• JOB:
Copy only what runs from the line containing "Indicate the dark" through the end of the material below, line for line, with both ends included.

• GIVEN RECORDS:
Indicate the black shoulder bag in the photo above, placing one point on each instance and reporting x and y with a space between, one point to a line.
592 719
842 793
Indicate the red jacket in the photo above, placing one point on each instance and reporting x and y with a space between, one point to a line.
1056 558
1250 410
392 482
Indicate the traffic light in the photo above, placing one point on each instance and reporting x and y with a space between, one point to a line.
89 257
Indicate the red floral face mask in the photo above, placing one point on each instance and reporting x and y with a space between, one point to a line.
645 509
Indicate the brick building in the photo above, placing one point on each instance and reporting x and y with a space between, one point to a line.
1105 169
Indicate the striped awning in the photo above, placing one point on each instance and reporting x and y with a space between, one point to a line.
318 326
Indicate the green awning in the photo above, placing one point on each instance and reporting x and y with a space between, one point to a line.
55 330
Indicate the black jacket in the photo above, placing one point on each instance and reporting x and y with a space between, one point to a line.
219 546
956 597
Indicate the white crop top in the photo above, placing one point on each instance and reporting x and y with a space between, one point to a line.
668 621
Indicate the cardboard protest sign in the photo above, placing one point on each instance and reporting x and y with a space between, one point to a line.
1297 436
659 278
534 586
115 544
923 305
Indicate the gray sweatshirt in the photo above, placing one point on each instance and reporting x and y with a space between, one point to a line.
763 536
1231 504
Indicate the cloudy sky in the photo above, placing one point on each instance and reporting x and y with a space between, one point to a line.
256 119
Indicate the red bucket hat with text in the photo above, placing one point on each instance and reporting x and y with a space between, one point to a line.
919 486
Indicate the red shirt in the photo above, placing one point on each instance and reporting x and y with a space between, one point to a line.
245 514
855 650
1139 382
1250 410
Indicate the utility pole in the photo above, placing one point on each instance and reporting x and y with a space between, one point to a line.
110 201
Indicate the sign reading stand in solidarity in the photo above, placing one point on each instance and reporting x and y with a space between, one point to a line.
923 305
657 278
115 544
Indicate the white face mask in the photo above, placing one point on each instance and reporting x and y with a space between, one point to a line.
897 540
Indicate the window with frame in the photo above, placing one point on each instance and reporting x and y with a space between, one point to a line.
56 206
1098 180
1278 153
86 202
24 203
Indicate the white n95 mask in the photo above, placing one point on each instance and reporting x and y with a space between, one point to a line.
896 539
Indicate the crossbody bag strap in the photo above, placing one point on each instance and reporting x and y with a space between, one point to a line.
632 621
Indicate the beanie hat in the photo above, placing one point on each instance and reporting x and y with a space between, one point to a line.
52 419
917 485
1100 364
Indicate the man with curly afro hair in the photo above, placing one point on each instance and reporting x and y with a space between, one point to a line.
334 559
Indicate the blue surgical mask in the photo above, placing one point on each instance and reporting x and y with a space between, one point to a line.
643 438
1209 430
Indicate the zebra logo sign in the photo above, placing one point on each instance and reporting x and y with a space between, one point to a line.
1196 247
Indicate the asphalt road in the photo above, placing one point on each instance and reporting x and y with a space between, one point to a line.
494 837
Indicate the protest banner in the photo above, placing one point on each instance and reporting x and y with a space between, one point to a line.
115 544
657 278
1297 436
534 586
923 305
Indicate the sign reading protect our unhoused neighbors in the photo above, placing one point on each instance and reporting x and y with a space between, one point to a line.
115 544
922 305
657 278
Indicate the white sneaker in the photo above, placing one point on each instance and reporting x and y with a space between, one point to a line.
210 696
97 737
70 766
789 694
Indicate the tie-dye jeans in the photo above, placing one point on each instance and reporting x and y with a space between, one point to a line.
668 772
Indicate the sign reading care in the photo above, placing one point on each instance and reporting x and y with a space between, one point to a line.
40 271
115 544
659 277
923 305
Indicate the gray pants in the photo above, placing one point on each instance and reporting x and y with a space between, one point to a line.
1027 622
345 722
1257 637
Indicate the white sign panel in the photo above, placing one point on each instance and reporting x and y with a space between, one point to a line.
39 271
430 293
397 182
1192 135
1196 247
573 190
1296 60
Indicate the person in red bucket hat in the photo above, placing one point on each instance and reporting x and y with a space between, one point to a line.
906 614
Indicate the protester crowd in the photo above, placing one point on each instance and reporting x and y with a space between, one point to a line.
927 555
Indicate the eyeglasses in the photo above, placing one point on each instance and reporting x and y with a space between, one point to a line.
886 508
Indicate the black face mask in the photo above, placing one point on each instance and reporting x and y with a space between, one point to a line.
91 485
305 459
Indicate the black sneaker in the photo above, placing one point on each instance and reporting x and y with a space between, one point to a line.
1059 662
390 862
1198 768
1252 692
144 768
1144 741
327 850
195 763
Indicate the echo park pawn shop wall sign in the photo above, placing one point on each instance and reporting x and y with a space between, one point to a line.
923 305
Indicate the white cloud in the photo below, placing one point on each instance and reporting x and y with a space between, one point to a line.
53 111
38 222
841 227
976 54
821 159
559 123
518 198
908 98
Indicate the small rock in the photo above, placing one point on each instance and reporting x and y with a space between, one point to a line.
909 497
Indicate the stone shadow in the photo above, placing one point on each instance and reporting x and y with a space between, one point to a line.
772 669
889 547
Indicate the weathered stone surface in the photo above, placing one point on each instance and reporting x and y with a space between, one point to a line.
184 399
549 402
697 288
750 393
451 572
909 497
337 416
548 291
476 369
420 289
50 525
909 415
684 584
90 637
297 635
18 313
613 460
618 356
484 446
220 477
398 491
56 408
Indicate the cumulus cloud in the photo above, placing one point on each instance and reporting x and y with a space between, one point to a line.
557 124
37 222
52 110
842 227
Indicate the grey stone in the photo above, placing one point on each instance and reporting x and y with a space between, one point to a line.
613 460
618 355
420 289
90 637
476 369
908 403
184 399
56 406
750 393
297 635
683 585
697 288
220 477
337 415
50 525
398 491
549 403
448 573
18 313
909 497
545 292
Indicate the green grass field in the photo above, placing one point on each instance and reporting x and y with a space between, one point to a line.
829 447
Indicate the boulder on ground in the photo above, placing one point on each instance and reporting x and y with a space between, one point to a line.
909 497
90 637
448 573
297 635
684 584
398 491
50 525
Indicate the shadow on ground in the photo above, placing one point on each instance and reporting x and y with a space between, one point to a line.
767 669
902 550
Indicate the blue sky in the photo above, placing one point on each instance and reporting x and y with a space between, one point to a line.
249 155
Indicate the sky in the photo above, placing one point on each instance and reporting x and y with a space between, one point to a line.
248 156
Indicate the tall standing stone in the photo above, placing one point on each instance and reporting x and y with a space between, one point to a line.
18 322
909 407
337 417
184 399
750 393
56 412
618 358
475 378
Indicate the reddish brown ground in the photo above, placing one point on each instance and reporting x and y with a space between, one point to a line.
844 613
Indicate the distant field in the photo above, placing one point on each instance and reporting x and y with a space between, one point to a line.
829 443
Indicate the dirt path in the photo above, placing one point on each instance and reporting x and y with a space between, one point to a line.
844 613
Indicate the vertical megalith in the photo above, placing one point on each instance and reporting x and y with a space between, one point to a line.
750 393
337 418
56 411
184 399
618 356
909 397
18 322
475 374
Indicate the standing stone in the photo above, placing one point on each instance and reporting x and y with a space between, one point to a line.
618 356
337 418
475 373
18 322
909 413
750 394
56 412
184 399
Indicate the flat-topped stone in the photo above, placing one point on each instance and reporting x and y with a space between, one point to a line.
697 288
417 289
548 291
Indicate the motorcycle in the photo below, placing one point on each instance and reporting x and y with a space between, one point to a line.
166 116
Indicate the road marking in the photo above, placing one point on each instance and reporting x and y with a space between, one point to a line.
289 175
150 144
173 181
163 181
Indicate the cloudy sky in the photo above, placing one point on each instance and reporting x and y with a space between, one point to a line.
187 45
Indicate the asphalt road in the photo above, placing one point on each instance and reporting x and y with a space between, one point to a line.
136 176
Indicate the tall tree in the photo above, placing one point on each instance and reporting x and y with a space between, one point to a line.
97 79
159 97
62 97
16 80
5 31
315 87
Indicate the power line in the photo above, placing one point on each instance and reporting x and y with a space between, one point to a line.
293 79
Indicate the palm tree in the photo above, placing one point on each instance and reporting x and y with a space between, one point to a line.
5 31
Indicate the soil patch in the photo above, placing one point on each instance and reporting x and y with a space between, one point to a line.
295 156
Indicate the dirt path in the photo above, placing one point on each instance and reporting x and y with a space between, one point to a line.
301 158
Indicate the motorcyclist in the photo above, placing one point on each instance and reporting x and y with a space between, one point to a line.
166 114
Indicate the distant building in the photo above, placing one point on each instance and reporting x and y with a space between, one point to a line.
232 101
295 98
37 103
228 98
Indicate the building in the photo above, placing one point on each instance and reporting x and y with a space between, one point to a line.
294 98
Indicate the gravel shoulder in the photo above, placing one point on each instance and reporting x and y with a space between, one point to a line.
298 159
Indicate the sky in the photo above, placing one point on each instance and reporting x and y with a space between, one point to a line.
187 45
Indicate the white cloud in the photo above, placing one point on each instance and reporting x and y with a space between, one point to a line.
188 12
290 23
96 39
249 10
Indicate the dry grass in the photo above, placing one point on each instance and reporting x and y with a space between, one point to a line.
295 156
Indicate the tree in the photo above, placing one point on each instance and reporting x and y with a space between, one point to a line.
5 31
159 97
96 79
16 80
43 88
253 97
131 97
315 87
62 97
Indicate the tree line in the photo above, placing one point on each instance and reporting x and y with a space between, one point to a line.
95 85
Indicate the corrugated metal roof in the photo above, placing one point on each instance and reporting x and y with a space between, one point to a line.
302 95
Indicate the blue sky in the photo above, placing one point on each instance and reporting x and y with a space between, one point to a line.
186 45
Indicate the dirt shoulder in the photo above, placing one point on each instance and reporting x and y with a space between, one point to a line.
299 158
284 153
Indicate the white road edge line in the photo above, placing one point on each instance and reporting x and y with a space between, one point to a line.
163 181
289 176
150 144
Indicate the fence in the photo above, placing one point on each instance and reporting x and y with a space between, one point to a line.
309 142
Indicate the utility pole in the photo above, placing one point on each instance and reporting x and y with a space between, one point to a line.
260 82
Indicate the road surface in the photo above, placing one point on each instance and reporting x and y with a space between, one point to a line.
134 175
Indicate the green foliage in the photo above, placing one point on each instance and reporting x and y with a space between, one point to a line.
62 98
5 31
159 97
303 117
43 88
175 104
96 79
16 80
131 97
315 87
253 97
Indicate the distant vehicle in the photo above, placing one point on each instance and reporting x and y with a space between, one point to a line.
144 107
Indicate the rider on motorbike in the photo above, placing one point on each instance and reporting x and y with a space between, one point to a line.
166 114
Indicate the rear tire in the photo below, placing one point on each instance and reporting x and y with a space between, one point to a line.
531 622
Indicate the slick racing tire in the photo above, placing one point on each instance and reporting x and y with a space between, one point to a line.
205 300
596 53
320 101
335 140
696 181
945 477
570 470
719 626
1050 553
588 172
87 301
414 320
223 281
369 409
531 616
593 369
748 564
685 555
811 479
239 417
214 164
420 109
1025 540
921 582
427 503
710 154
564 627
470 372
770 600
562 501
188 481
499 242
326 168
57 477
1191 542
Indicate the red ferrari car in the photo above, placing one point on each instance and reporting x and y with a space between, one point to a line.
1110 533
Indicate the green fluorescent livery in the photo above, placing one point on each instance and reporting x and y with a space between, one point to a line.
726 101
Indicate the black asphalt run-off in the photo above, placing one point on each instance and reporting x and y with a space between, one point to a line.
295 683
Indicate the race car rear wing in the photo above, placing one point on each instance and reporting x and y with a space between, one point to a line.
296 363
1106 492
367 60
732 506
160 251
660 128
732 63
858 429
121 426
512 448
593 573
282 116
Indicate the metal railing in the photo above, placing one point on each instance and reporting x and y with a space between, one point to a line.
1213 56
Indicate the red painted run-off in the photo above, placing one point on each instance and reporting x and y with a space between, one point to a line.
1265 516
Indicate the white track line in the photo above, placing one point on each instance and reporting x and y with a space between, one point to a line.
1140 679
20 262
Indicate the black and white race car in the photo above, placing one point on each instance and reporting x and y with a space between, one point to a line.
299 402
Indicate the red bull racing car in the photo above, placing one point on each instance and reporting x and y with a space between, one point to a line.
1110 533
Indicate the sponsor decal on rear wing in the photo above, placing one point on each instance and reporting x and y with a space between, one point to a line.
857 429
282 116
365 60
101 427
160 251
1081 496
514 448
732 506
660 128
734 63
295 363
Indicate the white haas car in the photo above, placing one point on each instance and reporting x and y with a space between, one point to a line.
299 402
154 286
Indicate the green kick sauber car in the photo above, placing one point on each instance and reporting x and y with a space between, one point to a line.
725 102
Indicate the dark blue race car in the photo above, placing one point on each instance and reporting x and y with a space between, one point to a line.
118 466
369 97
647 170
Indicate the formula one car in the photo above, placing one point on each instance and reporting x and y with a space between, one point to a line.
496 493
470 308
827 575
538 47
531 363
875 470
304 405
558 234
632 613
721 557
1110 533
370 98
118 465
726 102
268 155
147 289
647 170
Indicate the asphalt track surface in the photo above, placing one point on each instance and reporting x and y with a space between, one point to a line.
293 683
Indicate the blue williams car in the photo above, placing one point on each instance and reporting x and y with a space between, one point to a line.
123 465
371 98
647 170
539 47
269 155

• SOLUTION TO THIS TASK:
Indicate the dark blue race car in the photo above, placing one point on each instance and reporting x and y with a space between, one point to a line.
118 466
369 97
647 170
Indicate the formula one car in the photo above, placing one point on each instance and reporting x and y with a space between, one point to a line.
496 493
470 308
827 575
538 47
531 363
875 470
304 405
558 234
632 613
721 557
1110 533
370 98
118 465
726 102
268 155
147 289
647 170
Indicate the asphalt track surface in the photo above, placing one point on each instance and reporting x and y with a space between, one point to a line.
293 683
Indicate the blue williams car in the photo above, placing one point on each instance and reporting x and y with a space between, one point to a line.
123 465
371 98
647 170
539 47
269 155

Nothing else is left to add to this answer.